* **READING TEXT**
- Origin: Orlando, Florida, U.S.
- Genres: Rock, punk rock, alternative rock, pop
- Years active: 2008–2011
- Label: Fearless Records
- Spinoffs: Sovereign Soldiers
- Past members: Petie Pizarro; Brandon Walden; Patrick Ridgen; Nate Parsell; Jason Seife;
- Website: www.myspace.com/amely

= Amely =

American rock band

Amely was an American rock band from Orlando, Florida, United States, formed in 2008. The band comprised four members; Petie Pizarro (vocals/guitar), Brandon Walden (guitar), Patrick Ridgen (bass) and Nate Parsell (drums). The sound of the band was a mix of rock with power pop elements. Having been a band for a short period of time, Amely managed to be signed to an independent record label, for this genre of music, Fearless Records.

== History ==
Amely did not start out as a fully formed band. It started in 2008 with a studio project for the singer and rhythm guitarist Petie Pizarro (24 years old), who was moving forward as a soloist after the breakup of his previous band. He began writing songs that he would afterwards choose from, for the recording of an EP. Later on, he dubbed "On My Own," at Vision Sound Studios Vision Sound Studios in Jacksonville, Florida with producer Daryl Phennager (Red Jumpsuit Apparatus). Even though Pizarro played most of the instruments on the recording, including guitar, bass, piano and synths, he brought Nate Parsell in to record some complicated drum parts, since they had previously been together in a band. Upon the completion of this EP, in June 2008, Pizarro and Parsell realized they had something worth further exploring musically and agreed to form a band. Bassist, Patrick Ridgen, was soon found and lead guitarist, Brandon Walden, joined them a little later and so Amely was formed. Parsell started as a drummer in the basement of his old house in rural Ohio. He studied percussion privately throughout his high school career, while also playing in marching band, concert band, jazz ensemble, pep band, and pit orchestra for four years, as well as a handful of fruitless "rock bands." He then studied in a music conservatory and earned a degree in recording arts and music business from Full Sail University. Some of his early influences were John Bonham and Charlie Watts along with some more modern influences such as Dave Grohl, Travis Barker, Carter Beauford, and Zac Farro from Paramore.

* **DATASET CONTENT**
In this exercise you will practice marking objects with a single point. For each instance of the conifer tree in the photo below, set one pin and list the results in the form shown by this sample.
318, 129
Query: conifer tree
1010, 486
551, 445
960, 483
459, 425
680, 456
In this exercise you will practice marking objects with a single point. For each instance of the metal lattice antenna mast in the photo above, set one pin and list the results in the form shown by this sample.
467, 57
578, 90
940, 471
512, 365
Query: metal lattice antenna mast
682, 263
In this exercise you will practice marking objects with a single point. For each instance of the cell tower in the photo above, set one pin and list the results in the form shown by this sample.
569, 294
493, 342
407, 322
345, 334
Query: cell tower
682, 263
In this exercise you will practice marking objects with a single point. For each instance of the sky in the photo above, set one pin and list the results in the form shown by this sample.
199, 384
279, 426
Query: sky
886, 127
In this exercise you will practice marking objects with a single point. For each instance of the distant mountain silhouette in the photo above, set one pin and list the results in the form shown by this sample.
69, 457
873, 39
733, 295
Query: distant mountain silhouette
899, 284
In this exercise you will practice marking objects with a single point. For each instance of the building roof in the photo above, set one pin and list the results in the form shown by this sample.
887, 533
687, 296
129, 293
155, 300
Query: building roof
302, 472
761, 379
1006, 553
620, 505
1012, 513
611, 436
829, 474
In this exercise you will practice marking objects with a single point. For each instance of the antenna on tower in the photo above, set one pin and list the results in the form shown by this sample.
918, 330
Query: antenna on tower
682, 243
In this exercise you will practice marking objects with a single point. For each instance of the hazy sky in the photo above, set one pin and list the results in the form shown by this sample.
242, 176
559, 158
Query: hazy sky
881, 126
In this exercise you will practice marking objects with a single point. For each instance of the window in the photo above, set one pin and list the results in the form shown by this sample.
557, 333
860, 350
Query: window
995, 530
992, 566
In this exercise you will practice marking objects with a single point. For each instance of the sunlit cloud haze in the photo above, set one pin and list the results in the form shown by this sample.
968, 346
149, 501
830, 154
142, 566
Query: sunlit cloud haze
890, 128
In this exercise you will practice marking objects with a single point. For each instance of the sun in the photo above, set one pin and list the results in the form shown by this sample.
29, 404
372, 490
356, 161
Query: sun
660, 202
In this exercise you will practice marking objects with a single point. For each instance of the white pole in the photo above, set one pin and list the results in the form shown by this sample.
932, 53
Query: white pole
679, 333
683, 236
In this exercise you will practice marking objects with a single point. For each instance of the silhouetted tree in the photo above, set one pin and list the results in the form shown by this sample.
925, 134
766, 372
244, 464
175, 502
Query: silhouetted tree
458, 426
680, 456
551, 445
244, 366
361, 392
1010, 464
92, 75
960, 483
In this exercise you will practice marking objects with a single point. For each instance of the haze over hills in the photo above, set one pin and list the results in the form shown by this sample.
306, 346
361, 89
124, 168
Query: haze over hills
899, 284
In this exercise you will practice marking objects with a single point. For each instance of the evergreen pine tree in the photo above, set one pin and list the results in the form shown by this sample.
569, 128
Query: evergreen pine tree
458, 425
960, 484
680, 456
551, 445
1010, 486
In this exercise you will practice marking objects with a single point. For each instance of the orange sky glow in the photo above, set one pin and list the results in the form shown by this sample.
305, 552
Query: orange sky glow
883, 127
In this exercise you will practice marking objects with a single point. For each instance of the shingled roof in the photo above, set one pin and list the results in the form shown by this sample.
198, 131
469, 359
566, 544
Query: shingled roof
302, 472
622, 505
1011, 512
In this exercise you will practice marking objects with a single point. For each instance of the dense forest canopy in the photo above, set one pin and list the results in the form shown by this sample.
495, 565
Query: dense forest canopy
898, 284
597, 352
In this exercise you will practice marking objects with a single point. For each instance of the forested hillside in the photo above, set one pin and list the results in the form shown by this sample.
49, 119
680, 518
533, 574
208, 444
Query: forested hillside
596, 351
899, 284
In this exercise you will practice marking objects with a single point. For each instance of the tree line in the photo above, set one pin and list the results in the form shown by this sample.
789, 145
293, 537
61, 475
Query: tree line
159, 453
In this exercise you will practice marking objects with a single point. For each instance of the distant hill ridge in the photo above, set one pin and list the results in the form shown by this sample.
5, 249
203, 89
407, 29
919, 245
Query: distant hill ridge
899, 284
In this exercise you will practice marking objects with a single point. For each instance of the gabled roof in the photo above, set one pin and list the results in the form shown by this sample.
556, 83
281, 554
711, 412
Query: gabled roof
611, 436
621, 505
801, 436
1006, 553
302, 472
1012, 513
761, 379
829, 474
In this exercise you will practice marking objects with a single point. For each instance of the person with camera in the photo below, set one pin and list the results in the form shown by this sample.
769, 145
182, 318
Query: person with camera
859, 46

...

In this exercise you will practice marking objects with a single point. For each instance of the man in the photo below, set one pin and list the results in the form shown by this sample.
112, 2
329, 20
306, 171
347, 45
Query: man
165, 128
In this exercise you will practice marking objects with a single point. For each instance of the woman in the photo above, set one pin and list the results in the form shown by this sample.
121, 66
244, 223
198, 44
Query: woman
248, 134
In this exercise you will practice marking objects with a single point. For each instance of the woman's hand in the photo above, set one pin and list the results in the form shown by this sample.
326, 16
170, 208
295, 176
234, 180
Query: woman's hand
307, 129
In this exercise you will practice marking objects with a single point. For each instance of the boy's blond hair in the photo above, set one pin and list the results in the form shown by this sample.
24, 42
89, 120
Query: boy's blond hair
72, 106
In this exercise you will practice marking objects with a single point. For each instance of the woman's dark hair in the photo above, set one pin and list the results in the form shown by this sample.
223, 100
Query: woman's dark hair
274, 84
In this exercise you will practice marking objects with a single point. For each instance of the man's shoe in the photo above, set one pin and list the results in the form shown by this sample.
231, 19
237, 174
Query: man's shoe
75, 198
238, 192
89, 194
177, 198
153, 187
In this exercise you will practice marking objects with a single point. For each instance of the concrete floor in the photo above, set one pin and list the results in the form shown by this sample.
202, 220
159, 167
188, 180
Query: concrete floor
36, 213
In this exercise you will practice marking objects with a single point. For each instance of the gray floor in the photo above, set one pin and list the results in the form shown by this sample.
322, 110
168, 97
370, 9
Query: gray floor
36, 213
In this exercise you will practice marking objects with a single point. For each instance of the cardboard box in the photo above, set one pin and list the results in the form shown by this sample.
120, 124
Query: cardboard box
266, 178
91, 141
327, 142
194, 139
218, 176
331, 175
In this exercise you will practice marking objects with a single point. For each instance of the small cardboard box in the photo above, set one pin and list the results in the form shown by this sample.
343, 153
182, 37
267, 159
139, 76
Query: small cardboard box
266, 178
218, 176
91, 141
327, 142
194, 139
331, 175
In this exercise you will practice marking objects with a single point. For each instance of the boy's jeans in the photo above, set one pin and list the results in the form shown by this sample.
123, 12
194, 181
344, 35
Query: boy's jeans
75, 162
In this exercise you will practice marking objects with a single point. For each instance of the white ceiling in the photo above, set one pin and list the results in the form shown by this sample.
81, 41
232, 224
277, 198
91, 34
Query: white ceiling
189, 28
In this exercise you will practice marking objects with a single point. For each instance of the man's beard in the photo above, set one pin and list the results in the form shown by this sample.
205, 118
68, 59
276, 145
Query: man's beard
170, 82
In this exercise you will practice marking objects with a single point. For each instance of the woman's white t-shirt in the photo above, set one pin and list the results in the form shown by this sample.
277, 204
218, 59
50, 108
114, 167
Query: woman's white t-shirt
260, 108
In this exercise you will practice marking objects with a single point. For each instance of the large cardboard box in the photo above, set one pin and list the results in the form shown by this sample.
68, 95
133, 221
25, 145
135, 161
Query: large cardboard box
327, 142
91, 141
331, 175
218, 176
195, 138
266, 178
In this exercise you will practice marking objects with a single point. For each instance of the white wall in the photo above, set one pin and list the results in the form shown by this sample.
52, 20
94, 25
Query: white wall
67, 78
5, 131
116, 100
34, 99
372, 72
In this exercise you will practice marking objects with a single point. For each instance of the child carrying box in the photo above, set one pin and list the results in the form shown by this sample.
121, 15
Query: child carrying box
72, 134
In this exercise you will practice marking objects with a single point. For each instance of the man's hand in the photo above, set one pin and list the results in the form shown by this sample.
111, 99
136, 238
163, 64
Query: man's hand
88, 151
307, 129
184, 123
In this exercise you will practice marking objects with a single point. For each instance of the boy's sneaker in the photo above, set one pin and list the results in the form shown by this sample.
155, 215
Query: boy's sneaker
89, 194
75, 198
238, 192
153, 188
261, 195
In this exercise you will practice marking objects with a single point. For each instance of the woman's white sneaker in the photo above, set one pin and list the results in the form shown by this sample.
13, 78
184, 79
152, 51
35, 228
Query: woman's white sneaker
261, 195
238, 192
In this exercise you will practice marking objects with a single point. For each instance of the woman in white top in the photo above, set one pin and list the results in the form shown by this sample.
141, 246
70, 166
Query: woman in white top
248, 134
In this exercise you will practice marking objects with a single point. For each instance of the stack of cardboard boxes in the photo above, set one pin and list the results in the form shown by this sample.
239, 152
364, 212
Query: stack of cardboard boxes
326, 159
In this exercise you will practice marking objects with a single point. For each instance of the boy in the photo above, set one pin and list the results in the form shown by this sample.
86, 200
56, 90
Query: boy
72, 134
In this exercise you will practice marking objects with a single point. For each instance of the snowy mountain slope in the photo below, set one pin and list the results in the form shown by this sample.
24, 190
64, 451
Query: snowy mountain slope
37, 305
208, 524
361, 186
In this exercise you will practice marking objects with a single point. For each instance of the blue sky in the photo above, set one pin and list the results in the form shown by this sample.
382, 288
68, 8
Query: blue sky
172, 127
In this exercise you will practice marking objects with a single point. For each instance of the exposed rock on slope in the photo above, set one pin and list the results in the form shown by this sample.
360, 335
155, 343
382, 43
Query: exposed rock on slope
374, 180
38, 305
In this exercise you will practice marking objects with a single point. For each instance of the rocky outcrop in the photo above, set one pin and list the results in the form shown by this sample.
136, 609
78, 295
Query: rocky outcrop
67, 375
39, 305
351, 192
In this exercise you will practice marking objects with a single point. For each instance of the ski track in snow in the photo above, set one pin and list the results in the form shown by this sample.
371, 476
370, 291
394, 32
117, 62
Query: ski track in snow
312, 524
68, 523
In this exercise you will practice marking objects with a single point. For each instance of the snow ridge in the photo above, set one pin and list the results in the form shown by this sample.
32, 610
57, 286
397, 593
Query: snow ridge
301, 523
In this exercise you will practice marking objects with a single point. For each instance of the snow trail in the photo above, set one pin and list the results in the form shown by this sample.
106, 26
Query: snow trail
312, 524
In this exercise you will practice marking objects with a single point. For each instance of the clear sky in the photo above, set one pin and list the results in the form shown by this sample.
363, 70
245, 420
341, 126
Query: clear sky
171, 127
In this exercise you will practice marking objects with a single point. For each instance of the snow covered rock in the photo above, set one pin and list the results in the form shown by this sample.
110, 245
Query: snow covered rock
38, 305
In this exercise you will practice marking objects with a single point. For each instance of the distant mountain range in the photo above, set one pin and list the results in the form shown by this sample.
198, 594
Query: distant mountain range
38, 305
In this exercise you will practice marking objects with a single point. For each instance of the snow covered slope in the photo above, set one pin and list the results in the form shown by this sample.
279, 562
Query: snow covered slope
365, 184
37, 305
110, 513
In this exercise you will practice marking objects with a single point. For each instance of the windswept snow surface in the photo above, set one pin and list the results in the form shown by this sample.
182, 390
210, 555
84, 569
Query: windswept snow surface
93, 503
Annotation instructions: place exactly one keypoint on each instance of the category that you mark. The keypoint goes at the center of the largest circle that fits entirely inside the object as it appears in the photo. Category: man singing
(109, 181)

* **DESCRIPTION OF THE TASK**
Carry on the article about the rock band Amely, starting after its final sentence.

* **EXPECTED ANSWER**
== Touring, unsigned ==
A blend of rock combined with a dose of power pop influences, Amely started making their mark on the music scene, despite only having been formed after Petie Pizarro's project/EP, for a year. Since playing their first show in March 2009, Amely had completed three national tours, opened for All Time Low, played at the Unsilent Night Festival, with A Day to Remember, Red Jumpsuit Apparatus and Breathe Carolina, and performed on the Kevin Says Stage at the Florida dates of Vans Warped Tour 2009. The band had such a success, that they played in American Samoa in the South Pacific, in front of 5000 people, for Blue Sky's 10 Year Bash. Regarding the geared used in their live shows, the drummer, Parsell, used a four-piece Tama Starclassic Birch kit: 10×12 rack, 16×16 floor, and 18×22 kick—one of the best-sounding kick drums out there, according to him. Also, he's been using Zildjian cymbals, a 24″ K Light ride, a 21″ Brilliant Sweet ride (as a left-side crash), a 20″ A Custom Projection crash, and 14″ A Custom Mastersound hats. In addition to their touring, the band reached nearly a million plays on their MySpace page and was named one of PureVolume's Top 20 Unsigned bands of 2009.

== Recording ==
After touring, and their success, they caught a major recording label's eye. Although they had only been formed as a band for less than a year, in January 2010, Amely was signed by Fearless Records. After being signed, the band headed immediately into the studio with Zack Odem, Kenneth Mount (All Time Low, Mayday Parade), and Mike Green (Paramore, Breathe Carolina) to record their debut EP Hello World, which was released on May 25, 2010. The EP consisted of eight catchy tracks that introduced the band's melodic, pop rock-influenced sound. At this point, lead singer Pizzaro, compared their music to pop-rock bands such as The All American Rejects and Jimmy Eat World and wanted his band to have mass appeal without any age range, gender, or mindset restrictions. "We want to be a mature pop/rock band with a sound that kids can get into, but adults will also enjoy," Pizarro notes. Apart from their EP, the first holiday-themed compilation album series created by Fearless Records called 'Tis the Season to Be Fearless featuring eight Christmas-themed songs was released on November 22, 2010, including Amely's cover of the song "It's Christmas Time Again" originally by Backstreet Boys. The band has also covered the famous song "The Climb" by Miley Cyrus. The song was originally in the soundtrack of the Walt Disney Pictures's movie Hannah Montana and the album was released by Walt Disney Records, but the purpose of the band recording it was to be in the Fearless Records compilation album Punk Goes Pop 3. However, their cover was not on the album and, instead, one their original songs ("Come Back to Me") was included on the bonus CD of Punk Goes Pop 3. Apart from recording, the band went on "Let's Be Animals Tour" with The Downtown Fiction, He Is We and Cady Groves in spring 2011.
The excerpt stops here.